Announcement: Be excellent to each other.


Caravel Forum : Caravel Boards : General : A new theory on gel cutability (you too can eyeball it with no problem)
New Topic New Poll Post Reply
Poster Message
uncopy2002
Level: Smiter
Rank Points: 431
Registered: 07-28-2014
IP: Logged
icon A new theory on gel cutability (+25)  
I was solving that room in Abyssian Fortress this morning when a line of insight popped out of nowhere. I immediately picked it up and worked on it thoroughly, which by then I figured out it's actually a fully workable theory on dealing with gels.

(The pics in this thread are badly drawn. If anyone knows of good tools to draw these like the ones on the tarstuff page, feel free to suggest.)



As we know, tar cutability is simple: it's a tiling of 2x1 tiles for the enclosed corners. Mud is even simpler. Gel, however, is so viscous it resisted various angle of attack for years.
As a reminder, gel can only be cut on inside corners.

Before we begin, perhaps we can look at the situation in a different perspective: Tar cutability is easy to analyse because cutting tar is essentially a clean cut inside our analysis scheme: for each cut, we're taking away exactly one piece of 1x2 enclosed corners, and doesn't change anything else. This implies that the analysis doesn't depend on the order of evaluation.
It is important because if not so, things may happen differently just because one part is evaluated before another, and everyone knows that it's down the path of "so horrible I won't touch at all". An example would be horde movement order tracking, such as mass wraithwing manipulation.

In this sense, L-tromino tiling and enclosed corner analysis are both bad:
L-tromino tiling, even if it can be made to work, would be bad because the two side tiles of the L piece only get taken away some of the time, depending on the surrounding tile connectivity.
Enclosed corner analysis is bad for a different reason: the amount of cuttable enclosed corner formations could increase instead, so it fluctuates between being helpful and being unhelpful. We don't want to get more gel when we cut gel.




The new theory of gel cutability goes as follows:


Instead of using the old tar way (tiling and enclosed corners), we'll consider the tiles themselves instead, which we'll call them nodes:
Click here to view the secret text

I've marked the bright and dark tiles in red and green dots. They are in different colors because they are nodes of different parity.

Next, we'll connect two diagonally adjacent tile together, if this diagonal has both dots of opposite color present on the sides (Or, in other words, cross out all 2x2 blocks). This forms a network of diagonals. We'll call the connected lines links:
Click here to view the secret text

From this, we can immediately see that a tile is cutable if and only if that tile is at the center of an exposed straight line segments of the length of 3 nodes. It can be of T shape or I shape. The primitive gel formation for such T shape and I shape are the 8-tile and 7-tile gel, respectively, shown in the bottom right corner.

Cutting gel in this setup equates to this algorithm:

1. A node with the above-mentioned property (connected with adjacent nodes by T or I shape) is cut and destroyed.
2. Links connected with this node is destroyed.
3. All links of the opposite color, which cross over any links that was destroyed in step 2, is also destroyed.

**Work instructions**
a – According to the forum post on gel cutability, where can gel be cut?
b – Can you carry on the forum post on gel cutability from its last line?
The rows play no part here.

**Data extract**
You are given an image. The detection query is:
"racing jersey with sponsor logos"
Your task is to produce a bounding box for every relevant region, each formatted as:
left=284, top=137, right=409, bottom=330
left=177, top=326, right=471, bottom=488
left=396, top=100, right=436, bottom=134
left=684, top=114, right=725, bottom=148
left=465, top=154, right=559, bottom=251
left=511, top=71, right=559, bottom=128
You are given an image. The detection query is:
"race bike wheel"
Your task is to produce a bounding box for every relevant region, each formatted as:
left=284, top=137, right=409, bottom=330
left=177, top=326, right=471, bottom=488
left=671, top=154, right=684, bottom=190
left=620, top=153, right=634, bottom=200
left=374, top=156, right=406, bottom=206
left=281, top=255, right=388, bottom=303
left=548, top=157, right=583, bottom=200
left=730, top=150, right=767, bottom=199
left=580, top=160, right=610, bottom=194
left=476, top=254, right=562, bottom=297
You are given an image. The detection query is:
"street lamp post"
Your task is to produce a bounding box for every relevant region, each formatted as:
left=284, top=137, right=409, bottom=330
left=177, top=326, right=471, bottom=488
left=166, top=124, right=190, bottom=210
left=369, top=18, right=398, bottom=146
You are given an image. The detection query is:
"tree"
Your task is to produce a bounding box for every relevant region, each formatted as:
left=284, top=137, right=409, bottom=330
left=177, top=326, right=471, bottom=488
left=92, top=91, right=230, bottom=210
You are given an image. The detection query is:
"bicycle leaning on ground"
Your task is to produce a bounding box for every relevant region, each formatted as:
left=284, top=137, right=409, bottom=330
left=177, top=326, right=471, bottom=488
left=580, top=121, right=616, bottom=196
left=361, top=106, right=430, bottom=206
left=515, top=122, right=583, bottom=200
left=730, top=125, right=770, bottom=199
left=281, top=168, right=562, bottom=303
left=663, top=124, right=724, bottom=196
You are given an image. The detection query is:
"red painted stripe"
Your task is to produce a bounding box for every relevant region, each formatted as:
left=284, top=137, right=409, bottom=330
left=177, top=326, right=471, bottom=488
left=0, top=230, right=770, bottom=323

**Responses in order**
a – Only on inside corners.

b –
And then we repeat the progress with the new, modified network, until nothing can be cut.

This is an improvement on the enclosed corner analysis: We've found a pair of quantities which is guarantee to decrease with each cut. This is also an improvement over the L-tromino tiling, because in this case it's exact: every step cuts specific nodes, and nothing else; it's similar to how tar are cut by taking away exactly 2 adjacent enclosed corners at a time.

Note that singled red/green nodes will be formed in the progress. We don't destroy them because they become gel babies. Singled nodes cannot have any stable form (for a 2x2 formation you need 2 red/green nodes which is connected). Incidentally, this provides a way to calculate the amount of gel babies produced by any particular sequences of cuts.


What about the deadly gel formation? We know that some gels are cutable, but Beethro can't cut the gel himself because it'll end up in a lethal situation. This analysis also gives the exact condition of such lethal cuts:

Click here to view the secret text

Basically, two gel babies form next to Beethro's sword if and only if these two corner (say, green) nodes are singled as a result of the central node of opposite color (red) being destroyed. In order to make this lethal, Beethro must have no space to retreat, which means there are another two corner (green) nodes blocking your way. This corresponds to one I-shaped empty node formation of the same color. The following example gives a clear view at the sufficient and necessary condition:

Click here to view the secret text





Onto gel cutability. Gel cutability problem with a single color only is simple, as the problem reduces to a graph traversing problem for that color.
Since cutting gel requires each step landing on a node with two existing nodes perpendicular to your direction of travel, this means all sections of a path cannot be directly adjacent from any other path segment of the same color, as that closes the path. It can't also be a piece adjacent to empty space. A rule of thumb is you need to stay at least 4 tiles (2 diagonals) away from any path you've drawn of the same color to continue your gel-cutting path.
Additionally, you can't begin from a node which is at the middle of a I-shaped empty node.

After all red links are destroyed, green links are destroyed as well, and so the gel is gone.
When the links are all destroyed, all remaining uncut nodes will become singled.

Example:

Click here to view the secret text


This also explains why a corner with different parity cannot be revealed:
Click here to view the secret text



Gel cutability problem with both colors involved only becomes slightly more complicated, because by our construction any two paths of different color cannot touch each other. They must stay at least 3 tiles away from all other paths of opposite color. (If the paths cuts all gel, they form 2 diagonal lines of gel babies.)
For a gel to be cuttable, the paths of opposite color must always stay 3 tiles away from each other. Otherwise there is a gap of 2x2 blob.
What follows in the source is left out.